> [Problem to solve] Copy the lines below word for word, omitting the pictures.
** begin Material to process **
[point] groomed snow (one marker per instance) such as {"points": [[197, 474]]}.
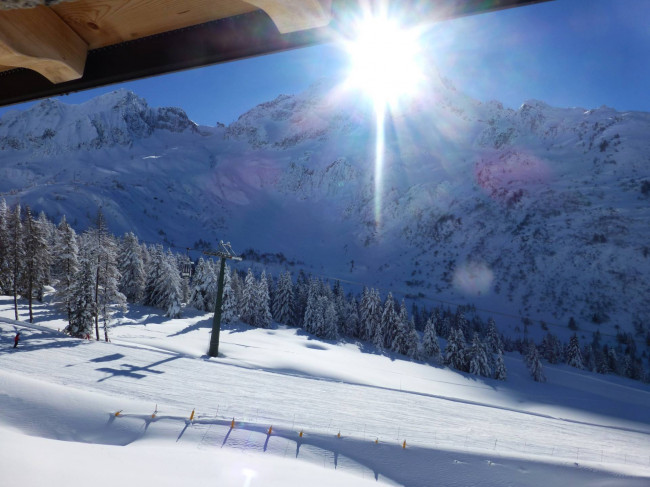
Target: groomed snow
{"points": [[58, 398]]}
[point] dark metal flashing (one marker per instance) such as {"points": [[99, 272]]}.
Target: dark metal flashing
{"points": [[229, 39]]}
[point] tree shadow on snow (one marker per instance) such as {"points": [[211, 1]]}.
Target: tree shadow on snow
{"points": [[134, 371]]}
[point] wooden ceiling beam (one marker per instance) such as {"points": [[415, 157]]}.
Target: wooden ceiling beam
{"points": [[296, 15], [39, 40]]}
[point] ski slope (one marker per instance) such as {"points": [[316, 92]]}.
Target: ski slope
{"points": [[59, 396]]}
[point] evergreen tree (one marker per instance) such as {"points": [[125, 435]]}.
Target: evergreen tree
{"points": [[66, 253], [551, 348], [328, 329], [535, 364], [248, 309], [479, 364], [573, 354], [312, 312], [5, 266], [37, 259], [612, 361], [301, 295], [108, 298], [101, 249], [229, 307], [500, 372], [49, 232], [132, 270], [412, 340], [283, 300], [430, 345], [455, 354], [82, 304], [340, 305], [203, 294], [388, 328], [493, 341], [263, 316], [16, 254], [351, 322]]}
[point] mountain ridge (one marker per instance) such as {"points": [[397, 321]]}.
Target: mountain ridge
{"points": [[538, 211]]}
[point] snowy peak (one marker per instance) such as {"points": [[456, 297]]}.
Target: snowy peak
{"points": [[116, 118]]}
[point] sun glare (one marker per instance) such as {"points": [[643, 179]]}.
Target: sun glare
{"points": [[384, 60]]}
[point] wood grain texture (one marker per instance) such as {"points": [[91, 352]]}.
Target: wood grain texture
{"points": [[295, 15], [38, 39], [105, 22]]}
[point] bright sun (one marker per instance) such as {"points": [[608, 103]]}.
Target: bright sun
{"points": [[384, 61]]}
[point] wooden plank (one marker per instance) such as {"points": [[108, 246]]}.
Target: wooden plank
{"points": [[295, 15], [39, 40], [105, 22]]}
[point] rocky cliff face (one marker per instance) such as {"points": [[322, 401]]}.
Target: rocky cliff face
{"points": [[117, 118], [539, 211]]}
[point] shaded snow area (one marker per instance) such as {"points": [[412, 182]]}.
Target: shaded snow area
{"points": [[354, 407]]}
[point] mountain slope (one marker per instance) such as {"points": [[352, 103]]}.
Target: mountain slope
{"points": [[539, 211]]}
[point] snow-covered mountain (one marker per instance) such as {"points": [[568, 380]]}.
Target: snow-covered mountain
{"points": [[539, 212]]}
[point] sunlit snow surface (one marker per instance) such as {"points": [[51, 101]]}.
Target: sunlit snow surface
{"points": [[577, 429]]}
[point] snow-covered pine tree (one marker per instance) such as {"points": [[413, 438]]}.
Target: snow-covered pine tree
{"points": [[461, 322], [405, 341], [373, 315], [283, 300], [479, 363], [364, 314], [445, 327], [37, 259], [534, 363], [310, 320], [263, 316], [340, 304], [500, 372], [493, 340], [237, 285], [154, 277], [300, 294], [412, 340], [197, 290], [248, 304], [455, 353], [172, 294], [612, 361], [328, 329], [101, 249], [573, 354], [82, 304], [16, 254], [589, 357], [5, 267], [49, 231], [132, 270], [229, 306], [351, 323], [66, 258], [551, 348], [430, 345], [388, 327], [109, 298]]}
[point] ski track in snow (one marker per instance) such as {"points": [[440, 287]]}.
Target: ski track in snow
{"points": [[440, 430]]}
** end Material to process **
> [Expected answer]
[point] groomed snow (one marker per instance) such as {"points": [[197, 474]]}.
Target: groomed snow
{"points": [[58, 398]]}
[point] dark metal flashing (one marker per instance) such as {"points": [[99, 272]]}.
Target: dark metal flashing
{"points": [[229, 39]]}
[point] tree shadow on snow (one marker per instance) such as {"points": [[211, 1]]}.
Target: tree shadow on snow
{"points": [[134, 371]]}
[point] wooden ceiling beam (one marker per instance) such as {"points": [[415, 157]]}.
Target: wooden ceiling beam
{"points": [[296, 15], [39, 40]]}
[point] ski slope (one marker per instance) such as {"points": [[316, 92]]}.
Target: ski slope
{"points": [[59, 396]]}
[point] evergreen tree (one marker per instance) such as {"points": [[125, 435]]}.
Target: evergreen tree
{"points": [[66, 253], [551, 348], [328, 329], [535, 364], [248, 309], [479, 364], [573, 354], [312, 312], [5, 266], [37, 259], [612, 361], [301, 295], [108, 298], [101, 249], [229, 307], [500, 372], [49, 232], [132, 270], [412, 340], [283, 300], [430, 345], [455, 354], [82, 304], [340, 305], [203, 294], [388, 328], [493, 341], [263, 316], [16, 254], [351, 322]]}
[point] mountain ridge (one marker per instance) such as {"points": [[397, 321]]}.
Target: mountain ridge
{"points": [[538, 211]]}
[point] snowy peak (one marker per instance) such as {"points": [[456, 297]]}.
Target: snowy peak
{"points": [[116, 118]]}
[point] sun glare (one marker per instance) such as {"points": [[643, 179]]}.
Target: sun glare
{"points": [[384, 60]]}
[point] wood grain texture (one marker per instance) such as {"points": [[91, 352]]}.
Target: wood grain texture
{"points": [[295, 15], [38, 39], [105, 22]]}
[point] bright sun (one marker per instance) such as {"points": [[608, 103]]}.
Target: bright sun
{"points": [[384, 61]]}
[point] wooden plank (one marker per instance) such as {"points": [[108, 246]]}.
Target: wooden plank
{"points": [[295, 15], [39, 40], [105, 22]]}
[point] rocky cliff face (one marker per instance) such as {"points": [[322, 401]]}.
Target: rocky cliff face
{"points": [[117, 118], [539, 211]]}
[point] shaded snow area (one marker per instance) such as {"points": [[412, 182]]}.
Target: shaded snow area
{"points": [[354, 407]]}
[point] mountain slope (one marker per instance) such as {"points": [[352, 103]]}.
Target: mountain slope
{"points": [[539, 211]]}
[point] snow-covered mountain (one marker per instance) such as {"points": [[568, 380]]}.
Target: snow-covered mountain
{"points": [[539, 212]]}
[point] sunlit snow surface (one marker per instance) such as {"points": [[51, 101]]}.
Target: sunlit snow surface
{"points": [[577, 429]]}
[point] snow-covered pine tree (one marker per instance) such as {"points": [[413, 438]]}.
Target: snow-covered pine tree
{"points": [[461, 322], [405, 341], [373, 315], [283, 300], [479, 363], [364, 314], [445, 327], [37, 259], [534, 363], [310, 320], [263, 316], [340, 304], [500, 372], [493, 340], [237, 285], [154, 277], [300, 294], [412, 340], [197, 290], [248, 304], [455, 353], [172, 294], [612, 361], [328, 329], [101, 249], [573, 354], [82, 304], [16, 254], [589, 357], [5, 267], [49, 231], [132, 270], [229, 306], [351, 323], [66, 258], [551, 348], [430, 345], [388, 327], [109, 298]]}
[point] ski track in snow (one marker per instance) such as {"points": [[440, 287]]}.
Target: ski track in snow
{"points": [[440, 430]]}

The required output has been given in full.